→ Extrait du document
Les phénomènes qui sont liés à la quantité d'eau dans un mètre-cube d'air sont nombreux, importants pour la vie humaine et complexes. Pour ne rien arranger, la mesure précise et fiable de l'humidité relative a toujours été (et est encore) un problème pour les concepteurs de radiosondes.

Définitions et rappels

  La quantité d'eau sous forme de vapeur dans un mètre-cube d'air varie de presque zéro à quelques dizaines de grammes. A partir d'une certaine quantité, il y a saturation et l'eau supplémentaire sera à l'état liquide, de toutes petites gouttelettes qui, selon leur taille, formeront de la brume ou des nuages, de la bruine ou de la pluie. Cette limite dépend de la température, un m3 d'air à 20°C peut contenir au maximum 17g de vapeur d'eau, à 10°C il ne peut en contenir que 9 grammes au maximum.

→ Données fournies
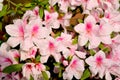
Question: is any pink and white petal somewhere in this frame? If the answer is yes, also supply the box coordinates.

→ Exigences
Recopiez intégralement l'extrait sur l'humidité de l'air, sans y changer un seul caractère.

→ Réponse attendue
Les phénomènes qui sont liés à la quantité d'eau dans un mètre-cube d'air sont nombreux, importants pour la vie humaine et complexes. Pour ne rien arranger, la mesure précise et fiable de l'humidité relative a toujours été (et est encore) un problème pour les concepteurs de radiosondes.

Définitions et rappels

  La quantité d'eau sous forme de vapeur dans un mètre-cube d'air varie de presque zéro à quelques dizaines de grammes. A partir d'une certaine quantité, il y a saturation et l'eau supplémentaire sera à l'état liquide, de toutes petites gouttelettes qui, selon leur taille, formeront de la brume ou des nuages, de la bruine ou de la pluie. Cette limite dépend de la température, un m3 d'air à 20°C peut contenir au maximum 17g de vapeur d'eau, à 10°C il ne peut en contenir que 9 grammes au maximum.